Requirement:
Below is the data. Give it again, complete and exact.

--- Data for analysis ---

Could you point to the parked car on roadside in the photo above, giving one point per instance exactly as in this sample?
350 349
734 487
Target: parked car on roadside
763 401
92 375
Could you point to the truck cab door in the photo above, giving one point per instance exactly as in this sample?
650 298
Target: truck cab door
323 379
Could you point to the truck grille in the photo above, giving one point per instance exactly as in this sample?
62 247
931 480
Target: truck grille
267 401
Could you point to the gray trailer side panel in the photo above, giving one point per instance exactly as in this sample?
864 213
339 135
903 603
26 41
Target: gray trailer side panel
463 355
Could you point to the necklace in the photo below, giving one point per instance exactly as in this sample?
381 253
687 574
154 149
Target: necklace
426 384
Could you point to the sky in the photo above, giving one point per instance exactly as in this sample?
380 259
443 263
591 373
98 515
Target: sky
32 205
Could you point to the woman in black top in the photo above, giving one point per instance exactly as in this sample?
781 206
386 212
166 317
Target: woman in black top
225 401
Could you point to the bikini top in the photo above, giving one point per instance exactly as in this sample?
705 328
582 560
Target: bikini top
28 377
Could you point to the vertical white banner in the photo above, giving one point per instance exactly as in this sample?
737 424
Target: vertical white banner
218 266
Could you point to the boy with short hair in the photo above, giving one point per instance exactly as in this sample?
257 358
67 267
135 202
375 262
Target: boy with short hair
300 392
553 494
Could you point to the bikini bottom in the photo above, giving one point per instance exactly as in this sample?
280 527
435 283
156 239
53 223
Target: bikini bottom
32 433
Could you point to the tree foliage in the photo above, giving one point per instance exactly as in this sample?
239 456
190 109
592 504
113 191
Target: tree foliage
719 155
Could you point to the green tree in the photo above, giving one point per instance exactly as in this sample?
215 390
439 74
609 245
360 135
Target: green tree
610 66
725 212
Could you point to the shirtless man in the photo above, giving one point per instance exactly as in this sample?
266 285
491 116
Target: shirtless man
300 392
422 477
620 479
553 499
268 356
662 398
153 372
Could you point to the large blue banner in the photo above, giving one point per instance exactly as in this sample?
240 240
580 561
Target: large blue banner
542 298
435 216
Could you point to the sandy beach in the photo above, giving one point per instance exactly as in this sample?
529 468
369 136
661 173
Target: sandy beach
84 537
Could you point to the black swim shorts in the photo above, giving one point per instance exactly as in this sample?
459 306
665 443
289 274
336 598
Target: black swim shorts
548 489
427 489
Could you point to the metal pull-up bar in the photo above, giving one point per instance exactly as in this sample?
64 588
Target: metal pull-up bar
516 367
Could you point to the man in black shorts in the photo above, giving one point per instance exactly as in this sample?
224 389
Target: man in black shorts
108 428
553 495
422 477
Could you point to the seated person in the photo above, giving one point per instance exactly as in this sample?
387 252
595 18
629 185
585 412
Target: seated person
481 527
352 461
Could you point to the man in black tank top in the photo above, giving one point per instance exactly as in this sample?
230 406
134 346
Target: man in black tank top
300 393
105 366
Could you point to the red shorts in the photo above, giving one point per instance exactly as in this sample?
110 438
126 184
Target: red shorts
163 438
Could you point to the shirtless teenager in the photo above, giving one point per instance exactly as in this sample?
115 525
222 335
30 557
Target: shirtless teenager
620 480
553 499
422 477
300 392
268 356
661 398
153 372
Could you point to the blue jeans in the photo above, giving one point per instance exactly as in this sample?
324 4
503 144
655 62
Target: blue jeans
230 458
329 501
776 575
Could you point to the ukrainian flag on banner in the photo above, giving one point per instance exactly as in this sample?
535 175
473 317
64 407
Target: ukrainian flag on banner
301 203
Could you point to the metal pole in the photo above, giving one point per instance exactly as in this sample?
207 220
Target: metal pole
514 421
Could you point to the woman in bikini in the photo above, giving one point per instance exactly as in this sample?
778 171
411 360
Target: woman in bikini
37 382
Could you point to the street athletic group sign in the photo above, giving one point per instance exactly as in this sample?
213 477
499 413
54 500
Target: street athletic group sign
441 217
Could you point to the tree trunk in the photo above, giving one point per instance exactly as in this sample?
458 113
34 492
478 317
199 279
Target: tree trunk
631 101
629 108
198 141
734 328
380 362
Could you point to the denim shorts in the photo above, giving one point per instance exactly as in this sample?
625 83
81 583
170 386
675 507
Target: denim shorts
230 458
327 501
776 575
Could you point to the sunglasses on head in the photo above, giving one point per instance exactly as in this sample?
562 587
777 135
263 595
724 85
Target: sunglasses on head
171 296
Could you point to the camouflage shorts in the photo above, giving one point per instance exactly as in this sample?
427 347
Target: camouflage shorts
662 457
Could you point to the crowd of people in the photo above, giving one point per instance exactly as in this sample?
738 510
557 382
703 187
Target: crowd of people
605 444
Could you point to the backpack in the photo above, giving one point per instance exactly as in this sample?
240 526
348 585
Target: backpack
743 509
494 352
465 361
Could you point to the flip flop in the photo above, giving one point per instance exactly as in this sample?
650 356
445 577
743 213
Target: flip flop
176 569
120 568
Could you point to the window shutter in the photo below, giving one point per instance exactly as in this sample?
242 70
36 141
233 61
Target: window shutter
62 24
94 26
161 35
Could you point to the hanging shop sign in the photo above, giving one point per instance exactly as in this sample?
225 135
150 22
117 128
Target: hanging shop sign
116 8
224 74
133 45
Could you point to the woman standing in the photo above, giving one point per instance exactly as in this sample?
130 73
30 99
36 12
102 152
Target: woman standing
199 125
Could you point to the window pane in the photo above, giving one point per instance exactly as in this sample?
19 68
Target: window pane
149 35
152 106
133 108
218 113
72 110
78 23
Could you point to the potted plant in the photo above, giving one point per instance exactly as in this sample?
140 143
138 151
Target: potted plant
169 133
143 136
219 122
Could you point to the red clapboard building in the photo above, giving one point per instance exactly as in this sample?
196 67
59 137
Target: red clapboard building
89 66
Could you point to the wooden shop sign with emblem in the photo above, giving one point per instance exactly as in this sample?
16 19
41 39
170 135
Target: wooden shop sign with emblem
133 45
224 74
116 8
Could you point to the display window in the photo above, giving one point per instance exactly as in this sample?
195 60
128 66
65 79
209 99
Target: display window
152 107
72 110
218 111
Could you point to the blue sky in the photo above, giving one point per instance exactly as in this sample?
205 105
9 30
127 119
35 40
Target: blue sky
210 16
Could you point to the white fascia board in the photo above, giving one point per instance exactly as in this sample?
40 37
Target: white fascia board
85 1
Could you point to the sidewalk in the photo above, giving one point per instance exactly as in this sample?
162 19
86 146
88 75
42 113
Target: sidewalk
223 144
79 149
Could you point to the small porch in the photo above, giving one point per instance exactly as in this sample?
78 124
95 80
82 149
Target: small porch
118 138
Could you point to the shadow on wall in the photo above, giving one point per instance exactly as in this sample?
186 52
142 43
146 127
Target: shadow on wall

---

Response for this exercise:
Could you point to the parked car on roadside in the photo above, giving one point per instance exactly as in this sample?
350 349
734 487
Target: parked car on roadside
763 401
92 375
Could you point to the truck cab door in the photo above, giving one point per instance exactly as in this sample?
650 298
Target: truck cab door
323 379
Could you point to the truck grille in the photo above, giving one point per instance exactly as in this sample?
62 247
931 480
Target: truck grille
267 401
Could you point to the gray trailer side panel in the photo above, giving one point per instance exactly as in this sample?
864 213
339 135
903 603
26 41
Target: gray trailer side panel
463 355
Could you point to the necklace in the photo below, giving one point per instance exactly as in this sample?
381 253
687 574
154 149
Target: necklace
426 384
Could you point to the sky in the photo above, giving one point per instance exactly as in this sample?
380 259
443 263
591 373
98 515
Target: sky
32 205
Could you point to the woman in black top in the photo above, giving one point per instance exactly as in this sample?
781 206
386 212
166 317
Target: woman in black top
225 401
Could you point to the bikini top in the photo above, giving one point per instance exactly as in this sample?
705 328
582 560
Target: bikini top
28 377
Could you point to the vertical white banner in the photo above, giving one point per instance exactly as in this sample?
737 424
Target: vertical white banner
218 266
Could you point to the boy with short hair in the photo above, giving one point per instance exactly as in this sample?
257 358
67 267
135 202
375 262
Target: boy with short hair
300 392
553 494
Could you point to the bikini bottom in the photo above, giving one point per instance exactly as in this sample?
280 527
435 283
156 239
53 223
Target: bikini bottom
32 433
Could you point to the tree foliage in the photo above, giving one point per instance exactly as in this sample?
239 456
190 109
592 504
113 191
Target: tree foliage
719 155
Could you point to the green tree in the photo above, giving one point per instance exactly as in this sample?
215 390
439 74
609 245
360 135
Target: green tree
610 66
725 212
Could you point to the shirtless man in the photo above, giving one point per instance exactly as in this sample?
266 285
491 116
Target: shirtless man
300 392
422 477
620 479
553 499
268 356
662 398
153 372
Could you point to the large blue banner in the photo above, giving one point per instance exactly as in this sample?
240 240
580 561
Target: large blue banner
542 298
435 216
Could you point to the sandy beach in the photo above, giving one point per instance exactly as in this sample?
529 468
369 136
661 173
Target: sandy beach
84 537
Could you point to the black swim shorts in the photo above, giving one point per instance exactly as in this sample?
459 306
665 443
289 274
336 598
Target: black swim shorts
548 489
427 489
Could you point to the metal pull-up bar in the photo above, giving one point per instance exactly as in this sample?
64 588
Target: metal pull-up bar
516 367
Could you point to the man in black shorts in the photo above, giving one point per instance exactly as in this sample?
224 389
Target: man in black shorts
108 428
553 495
422 477
Could you point to the seated person in the photo above, giving one point per instance exactly as in this sample?
387 252
595 18
629 185
585 412
Target: seated person
481 527
352 461
Could you point to the man in black tank top in the photo above, giving one point per instance exactly as in this sample?
230 406
134 346
Target: man in black tank top
300 393
105 366
Could you point to the red shorts in the photo above, giving one point per instance exactly as in this sample?
110 438
126 184
Target: red shorts
163 438
Could you point to the shirtless teenager in the photo above, giving one point per instance exactly as in this sample?
115 525
222 335
30 557
Target: shirtless teenager
620 480
553 499
422 477
300 392
268 356
661 398
153 372
Could you point to the blue jeans in the photo above, giving one point per instance exactly as in this sample?
324 4
503 144
655 62
Target: blue jeans
230 458
329 501
776 575
Could you point to the ukrainian flag on banner in the photo above, giving one point per instance exactly as in this sample?
535 175
473 317
64 407
Target: ukrainian flag on banner
301 203
Could you point to the metal pole in the photo above, giving one point per instance exactly as in this sample?
207 220
Target: metal pole
514 421
Could you point to the woman in bikini in the photo above, giving one point per instance exactly as in this sample?
778 171
411 360
Target: woman in bikini
37 382
Could you point to the street athletic group sign in the photo above, giving one point per instance exactly as in this sample?
213 477
499 413
54 500
Target: street athletic group sign
441 217
Could you point to the tree trunk in the photo above, giving one point per instance exactly as in this sample?
458 113
34 492
478 317
199 279
Target: tree trunk
631 101
629 108
198 141
734 328
380 362
Could you point to the denim shorts in the photo above, giving one point per instance exactly as in this sample?
625 83
81 583
170 386
675 507
Target: denim shorts
230 458
327 501
776 575
Could you point to the sunglasses on head in the photo above, giving one point per instance exactly as in this sample?
562 587
777 135
263 595
724 85
Target: sunglasses on head
171 296
Could you point to the camouflage shorts in the photo above, giving one point per instance exactly as in this sample?
427 347
Target: camouflage shorts
662 457
Could you point to the crowd of people in the photo above, giving one point per instance exactly as in this sample?
738 510
557 382
703 187
Target: crowd of people
605 444
Could you point to the backpack in the photo above, giving one point per instance exactly as in this sample?
240 526
348 585
Target: backpack
743 509
494 352
465 361
Could you point to the flip flop in the photo above, giving one point per instance exactly as in this sample?
650 356
445 577
743 213
Target: flip flop
176 569
120 568
Could you point to the window shutter in the photo below, giving one point per instance exactly as in this sample?
242 70
36 141
233 61
Target: window shutter
62 24
94 26
161 35
Could you point to the hanging shop sign in the photo above, giving one point per instance exactly as in this sample?
225 135
150 22
117 128
Target: hanging shop sign
116 8
224 74
133 45
Could you point to the woman standing in the photo above, giving one point per instance exactly as in this sample?
130 73
30 99
36 12
102 152
Target: woman standing
199 125
Could you point to the window pane in the photo above, giving one point per instance exactly as in this sample?
19 68
Target: window pane
149 35
152 106
133 108
218 113
72 110
78 23
Could you point to the potted plant in the photo above, giving one point per instance exactly as in this sample?
140 143
138 151
Target: potted plant
169 133
143 136
219 122
Could you point to the red clapboard building in the photo above, giving one point per instance exactly as in this sample?
196 67
59 137
Target: red clapboard building
89 66
Could you point to the wooden shop sign with emblem in the photo above, giving one point per instance exactly as in this sample?
16 19
41 39
170 135
Target: wooden shop sign with emblem
133 45
224 74
116 8
Could you point to the display window in the photo above, giving one point per instance exactly as in this sample?
195 60
128 66
65 79
209 99
Target: display window
152 107
72 110
218 111
Could you point to the blue sky in the photo above, giving one point per instance exactly as in this sample?
205 105
9 30
127 119
35 40
Target: blue sky
210 16
Could you point to the white fascia board in the photo above, giving one point per instance exactly as in this sample?
40 37
Target: white fascia board
85 1
Could you point to the sidewalk in the photo above, giving one point per instance exactly as in this sample?
162 19
86 146
88 75
42 113
Target: sidewalk
223 144
79 149
Could you point to the small porch in the photo above, giving one point per instance exactly as in this sample?
78 124
95 80
82 149
Target: small porch
118 138
Could you point to the shadow on wall in the photo above, giving one point per instance exactly as in this sample?
186 52
142 43
146 127
Target: shadow on wall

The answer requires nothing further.